AIM OF THE EXERCISE
List every subject that the sermon excerpt says Bret Harte wrote about.

Hark! The Herald Angels Sing

Scripture: Luke 2:8-20
Sermon Series: Carols of Christmas – Sermon 03

Have you heard of Bret Harte? No, not the wrestler? Bret Harte was a short story fiction writer from the 1800s who wrote about the old West. He wrote about the California gold rush, gambling and miners. One of his powerful stories was “The Luck of Roaring Camp?”.

Roaring Camp was the meanest, toughest mining town in the West. More murders, more thefts, it was a terrible place inhabited entirely by men, and one woman who tried to serve them all. Her name was Cherokee Sal, but she died while giving birth to a baby. Well, the men took Sal’s baby, and they put her in a box with some old rags under her. When they looked at her, they decided that didn’t look right, so they sent one of the men 80 miles to buy a rosewood cradle. He brought it back, and they put the rags and the baby in the rosewood cradle. But the rags didn’t look right there. So, they sent another man to Sacramento, and he came back with some beautiful silk and lace blankets. And they put the baby, wrapped around with those blankets, in the rosewood cradle. It looked fine until someone happened to notice the floor was so filthy. So, these hardened, tough men got down on their hands and knees and scrubbed that floor until it was very clean. Of course, what that did was to make the walls and the ceiling and the dirty windows without curtains look absolutely terrible. So, they washed down the walls and the ceiling, and they put curtains on the windows.

RAW DATA
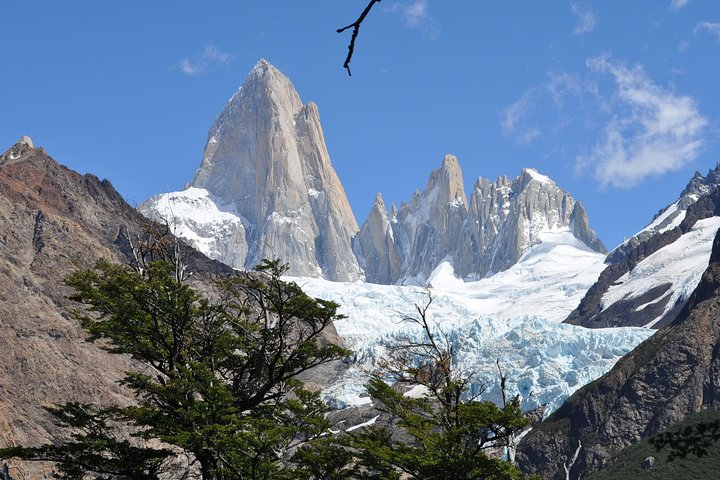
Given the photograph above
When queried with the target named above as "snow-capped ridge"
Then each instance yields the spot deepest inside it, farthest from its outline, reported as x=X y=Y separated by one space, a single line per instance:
x=487 y=232
x=266 y=157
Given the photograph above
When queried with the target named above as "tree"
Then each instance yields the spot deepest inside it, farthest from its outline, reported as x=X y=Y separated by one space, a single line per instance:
x=438 y=429
x=219 y=377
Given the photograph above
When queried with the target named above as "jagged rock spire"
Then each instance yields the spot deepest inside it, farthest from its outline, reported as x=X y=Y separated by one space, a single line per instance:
x=487 y=233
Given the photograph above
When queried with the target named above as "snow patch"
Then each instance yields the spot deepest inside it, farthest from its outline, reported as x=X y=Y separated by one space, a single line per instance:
x=514 y=315
x=680 y=264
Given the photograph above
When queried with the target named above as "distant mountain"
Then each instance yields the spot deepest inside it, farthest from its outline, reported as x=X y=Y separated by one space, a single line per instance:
x=266 y=187
x=651 y=275
x=673 y=374
x=487 y=234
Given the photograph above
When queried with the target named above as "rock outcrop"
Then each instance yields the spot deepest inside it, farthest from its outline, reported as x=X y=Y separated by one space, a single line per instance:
x=484 y=234
x=654 y=301
x=674 y=373
x=266 y=163
x=54 y=221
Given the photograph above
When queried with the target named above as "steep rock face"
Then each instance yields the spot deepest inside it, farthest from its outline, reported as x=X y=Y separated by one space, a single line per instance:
x=375 y=246
x=674 y=373
x=431 y=227
x=54 y=221
x=266 y=162
x=644 y=282
x=489 y=233
x=536 y=204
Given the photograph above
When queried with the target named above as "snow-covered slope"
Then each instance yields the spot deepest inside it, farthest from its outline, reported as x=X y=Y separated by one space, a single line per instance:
x=203 y=220
x=512 y=316
x=677 y=266
x=487 y=232
x=266 y=157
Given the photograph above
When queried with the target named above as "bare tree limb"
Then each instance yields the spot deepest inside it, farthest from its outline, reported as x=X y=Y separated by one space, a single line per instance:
x=356 y=29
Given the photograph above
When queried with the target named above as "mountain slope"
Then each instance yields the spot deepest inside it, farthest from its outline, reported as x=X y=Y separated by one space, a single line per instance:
x=674 y=373
x=513 y=315
x=54 y=221
x=266 y=164
x=488 y=233
x=650 y=276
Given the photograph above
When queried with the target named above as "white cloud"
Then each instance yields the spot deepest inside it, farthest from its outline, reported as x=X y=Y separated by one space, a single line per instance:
x=586 y=18
x=652 y=130
x=514 y=116
x=200 y=63
x=678 y=4
x=416 y=14
x=710 y=27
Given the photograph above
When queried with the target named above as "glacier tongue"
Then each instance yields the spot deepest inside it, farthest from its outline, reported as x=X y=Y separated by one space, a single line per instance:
x=512 y=316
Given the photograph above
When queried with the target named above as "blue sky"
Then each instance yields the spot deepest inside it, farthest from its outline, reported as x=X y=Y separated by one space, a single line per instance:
x=615 y=100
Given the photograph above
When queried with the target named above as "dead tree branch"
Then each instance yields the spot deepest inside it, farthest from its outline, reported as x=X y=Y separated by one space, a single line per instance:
x=356 y=29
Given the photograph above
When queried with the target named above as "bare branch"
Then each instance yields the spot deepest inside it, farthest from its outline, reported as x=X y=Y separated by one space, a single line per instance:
x=356 y=29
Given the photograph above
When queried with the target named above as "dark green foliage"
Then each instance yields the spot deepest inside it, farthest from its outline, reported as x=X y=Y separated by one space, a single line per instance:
x=669 y=463
x=94 y=450
x=444 y=434
x=220 y=377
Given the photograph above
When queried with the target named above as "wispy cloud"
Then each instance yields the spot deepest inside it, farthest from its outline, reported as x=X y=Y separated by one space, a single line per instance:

TASK SOLUTION
the old West, the California gold rush, gambling, miners